**What you will do**. Could you print only the lines from the one containing "Target: white cloud" through the end of the listing below, unchanged?

**********

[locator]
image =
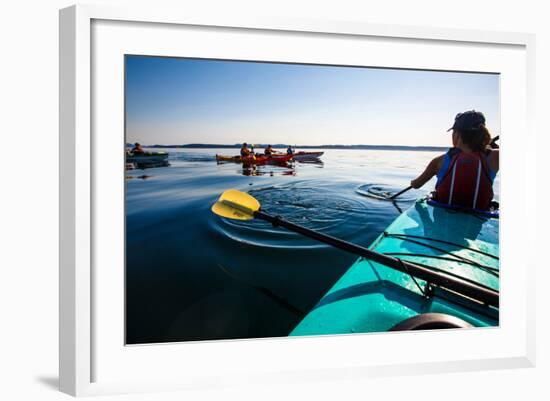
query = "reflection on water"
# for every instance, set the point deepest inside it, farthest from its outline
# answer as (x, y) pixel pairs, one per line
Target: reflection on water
(175, 287)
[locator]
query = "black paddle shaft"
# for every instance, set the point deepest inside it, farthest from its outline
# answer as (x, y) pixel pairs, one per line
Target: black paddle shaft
(466, 288)
(400, 192)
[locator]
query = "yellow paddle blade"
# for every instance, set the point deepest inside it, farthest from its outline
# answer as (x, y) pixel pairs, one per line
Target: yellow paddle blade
(236, 205)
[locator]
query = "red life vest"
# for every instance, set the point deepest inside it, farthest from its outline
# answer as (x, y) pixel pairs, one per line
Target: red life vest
(466, 182)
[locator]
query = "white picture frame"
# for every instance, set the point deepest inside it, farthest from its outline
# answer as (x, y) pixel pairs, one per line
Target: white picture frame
(82, 344)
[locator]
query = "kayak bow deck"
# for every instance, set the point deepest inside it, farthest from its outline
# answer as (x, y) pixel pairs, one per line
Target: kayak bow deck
(371, 297)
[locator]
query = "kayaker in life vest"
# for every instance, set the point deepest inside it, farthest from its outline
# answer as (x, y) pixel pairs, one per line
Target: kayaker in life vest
(269, 151)
(465, 174)
(245, 151)
(137, 149)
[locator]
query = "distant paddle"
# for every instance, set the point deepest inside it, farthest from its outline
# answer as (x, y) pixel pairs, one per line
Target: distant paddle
(234, 204)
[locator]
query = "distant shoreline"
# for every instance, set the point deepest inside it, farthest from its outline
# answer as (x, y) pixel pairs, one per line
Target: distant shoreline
(341, 147)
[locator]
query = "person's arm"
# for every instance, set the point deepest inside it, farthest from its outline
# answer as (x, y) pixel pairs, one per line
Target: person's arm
(493, 160)
(431, 170)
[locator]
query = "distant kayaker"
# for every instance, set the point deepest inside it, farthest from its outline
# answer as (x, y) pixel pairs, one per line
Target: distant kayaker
(269, 151)
(465, 174)
(245, 151)
(137, 149)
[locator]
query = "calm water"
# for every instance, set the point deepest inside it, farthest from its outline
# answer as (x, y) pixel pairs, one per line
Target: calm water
(192, 275)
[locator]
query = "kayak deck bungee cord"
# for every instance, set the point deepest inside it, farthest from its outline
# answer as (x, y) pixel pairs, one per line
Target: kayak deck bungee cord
(433, 267)
(371, 297)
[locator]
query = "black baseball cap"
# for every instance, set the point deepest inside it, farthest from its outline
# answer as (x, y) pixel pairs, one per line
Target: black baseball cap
(468, 120)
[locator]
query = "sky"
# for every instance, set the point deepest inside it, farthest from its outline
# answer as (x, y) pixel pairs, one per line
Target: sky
(173, 101)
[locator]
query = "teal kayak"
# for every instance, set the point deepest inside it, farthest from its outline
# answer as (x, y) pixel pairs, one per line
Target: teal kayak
(371, 297)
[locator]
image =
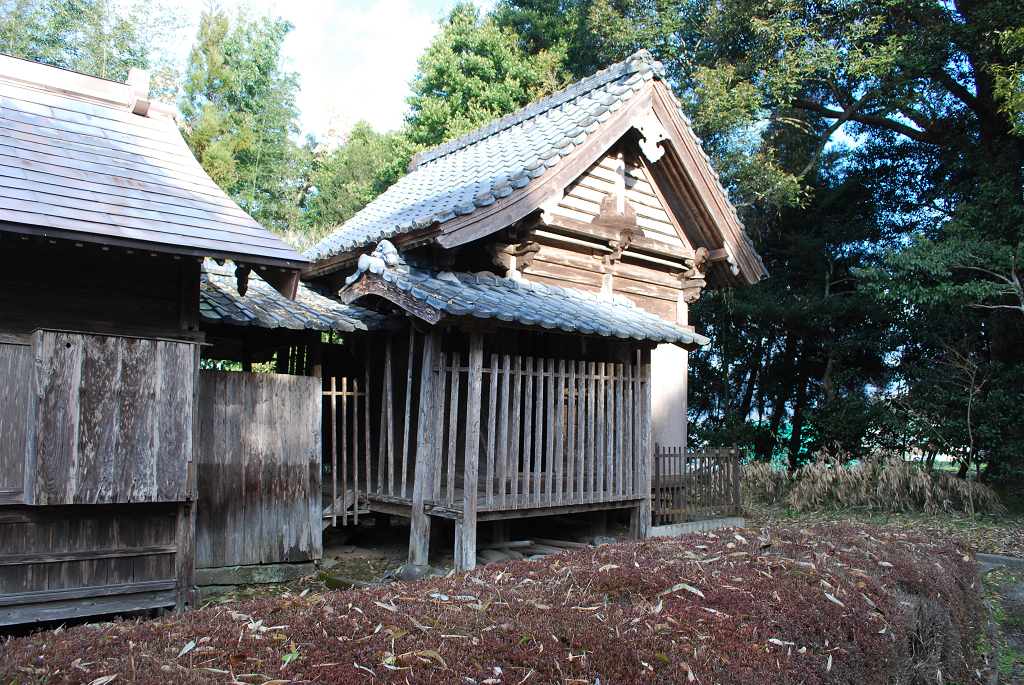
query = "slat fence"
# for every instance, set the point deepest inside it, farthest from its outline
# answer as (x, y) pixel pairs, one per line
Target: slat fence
(687, 486)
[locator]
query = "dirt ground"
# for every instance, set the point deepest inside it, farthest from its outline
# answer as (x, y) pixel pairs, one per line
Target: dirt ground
(372, 553)
(1006, 592)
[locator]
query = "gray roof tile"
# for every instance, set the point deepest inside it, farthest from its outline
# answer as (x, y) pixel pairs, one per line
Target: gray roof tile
(487, 296)
(456, 178)
(265, 307)
(75, 158)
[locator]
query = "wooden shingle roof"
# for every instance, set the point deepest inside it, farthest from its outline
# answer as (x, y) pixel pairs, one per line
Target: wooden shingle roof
(92, 160)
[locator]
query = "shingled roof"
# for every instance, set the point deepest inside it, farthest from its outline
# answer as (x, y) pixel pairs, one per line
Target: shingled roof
(93, 160)
(263, 306)
(452, 183)
(458, 177)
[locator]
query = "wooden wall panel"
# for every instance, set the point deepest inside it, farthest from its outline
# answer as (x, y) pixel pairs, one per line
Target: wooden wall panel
(110, 419)
(258, 469)
(62, 561)
(15, 367)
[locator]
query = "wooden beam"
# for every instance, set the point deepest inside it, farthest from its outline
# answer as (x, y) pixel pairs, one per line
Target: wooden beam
(523, 201)
(465, 537)
(426, 454)
(372, 285)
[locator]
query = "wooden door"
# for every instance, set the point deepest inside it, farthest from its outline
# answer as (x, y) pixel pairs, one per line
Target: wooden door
(258, 469)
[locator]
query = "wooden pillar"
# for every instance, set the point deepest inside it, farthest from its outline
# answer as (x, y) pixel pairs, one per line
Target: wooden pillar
(419, 534)
(186, 597)
(465, 529)
(646, 450)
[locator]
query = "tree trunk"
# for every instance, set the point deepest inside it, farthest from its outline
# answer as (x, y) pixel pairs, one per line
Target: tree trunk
(799, 410)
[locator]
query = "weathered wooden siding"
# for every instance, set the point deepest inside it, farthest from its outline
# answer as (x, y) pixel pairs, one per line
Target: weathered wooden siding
(110, 419)
(89, 289)
(15, 366)
(65, 561)
(583, 199)
(258, 469)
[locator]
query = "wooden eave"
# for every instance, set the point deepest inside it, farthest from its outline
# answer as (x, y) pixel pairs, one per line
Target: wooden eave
(685, 183)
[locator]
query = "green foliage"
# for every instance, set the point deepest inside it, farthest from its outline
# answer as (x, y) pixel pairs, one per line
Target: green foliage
(473, 73)
(347, 178)
(240, 114)
(95, 37)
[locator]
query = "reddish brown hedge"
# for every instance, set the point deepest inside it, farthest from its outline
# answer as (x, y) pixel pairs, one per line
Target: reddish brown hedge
(782, 605)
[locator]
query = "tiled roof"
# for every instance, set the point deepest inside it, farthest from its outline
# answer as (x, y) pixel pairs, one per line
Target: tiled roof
(458, 177)
(265, 307)
(486, 296)
(76, 159)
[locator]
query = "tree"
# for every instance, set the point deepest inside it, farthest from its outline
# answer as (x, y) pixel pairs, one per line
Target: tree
(95, 37)
(472, 73)
(343, 180)
(240, 114)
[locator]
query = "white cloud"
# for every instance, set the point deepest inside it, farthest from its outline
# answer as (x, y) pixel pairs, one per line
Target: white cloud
(357, 57)
(358, 60)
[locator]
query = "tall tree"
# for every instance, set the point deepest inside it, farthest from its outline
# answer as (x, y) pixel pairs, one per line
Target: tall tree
(241, 115)
(96, 37)
(472, 73)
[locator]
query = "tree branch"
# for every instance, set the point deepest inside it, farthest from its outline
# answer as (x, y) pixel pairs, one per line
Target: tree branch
(867, 120)
(845, 117)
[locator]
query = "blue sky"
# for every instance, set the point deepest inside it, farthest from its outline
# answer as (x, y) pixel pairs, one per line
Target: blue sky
(355, 57)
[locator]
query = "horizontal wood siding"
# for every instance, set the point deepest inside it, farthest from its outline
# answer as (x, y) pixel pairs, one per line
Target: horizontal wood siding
(258, 469)
(110, 419)
(583, 199)
(61, 561)
(66, 287)
(15, 368)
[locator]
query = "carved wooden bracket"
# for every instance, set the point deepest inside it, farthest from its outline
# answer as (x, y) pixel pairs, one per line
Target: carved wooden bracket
(371, 284)
(502, 253)
(624, 223)
(692, 280)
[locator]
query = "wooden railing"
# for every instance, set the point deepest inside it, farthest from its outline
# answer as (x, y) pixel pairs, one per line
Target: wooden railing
(691, 485)
(346, 444)
(551, 432)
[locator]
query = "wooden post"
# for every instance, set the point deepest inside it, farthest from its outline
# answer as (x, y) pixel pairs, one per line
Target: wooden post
(465, 531)
(419, 534)
(184, 559)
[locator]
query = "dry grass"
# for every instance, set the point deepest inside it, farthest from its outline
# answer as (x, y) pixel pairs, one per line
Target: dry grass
(886, 484)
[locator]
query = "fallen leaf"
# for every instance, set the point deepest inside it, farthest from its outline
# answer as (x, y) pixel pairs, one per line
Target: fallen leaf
(682, 586)
(430, 653)
(102, 680)
(833, 599)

**********

**Output below**.
Target: white cloud
(357, 57)
(358, 60)
[locator]
query = "tall tree"
# for every instance, set the point deepest inside it, farthest from its outline
# answer as (x, y) pixel pairs, one per line
Target: tall tree
(241, 115)
(96, 37)
(472, 73)
[locator]
query = "tree branch"
# for every instance, set the point deepest inside it, farthest from its outline
# answer as (x, y) pixel pairs, one per line
Target: tree branch
(867, 120)
(845, 117)
[locator]
query = "blue sky"
# for every instance, set the point deepest inside it, farthest from its outline
# answer as (x, y) pixel pairs, one per line
Target: blue sky
(355, 57)
[locator]
query = "horizontal wood siding"
# for every instance, set the point deepest inside it, farthest from its outline
# answer as (x, y) pixel pairs, one per line
Target: horizontal wood siding
(258, 469)
(110, 419)
(583, 199)
(61, 561)
(66, 287)
(15, 368)
[locator]
query = "carved wooden bracket"
# for every instance, set the point deepest inside it, farthest from its outline
# answer as (x, y) pixel pairs, one per line
Target: carved wooden bracket
(371, 284)
(502, 253)
(624, 223)
(692, 280)
[locator]
query = "wooden railing"
# for every instance, set the point deepest inside it, farthest from its outline
# answer as (x, y) pixel pairs, one per line
Target: wooden railing
(691, 485)
(346, 444)
(551, 432)
[locator]
query = "wooden post"
# for every instance, set the point deepest inside it, farthest from its outline
# answer as (x, y) pixel pairs, one per line
Target: wooden post
(465, 531)
(419, 534)
(184, 559)
[locator]
query = "dry grass"
# for every instance, set the point deepest inside it, farthest from its outline
# answer as (x, y) pixel pairs, one per line
Target: dry grass
(886, 484)
[locator]
query = "fallen leaf"
# for every instance, set the point deepest inside it, farthest from its outline
# answer as (x, y) pixel pairs, one per line
Target: fallen leaf
(682, 586)
(430, 653)
(102, 680)
(833, 599)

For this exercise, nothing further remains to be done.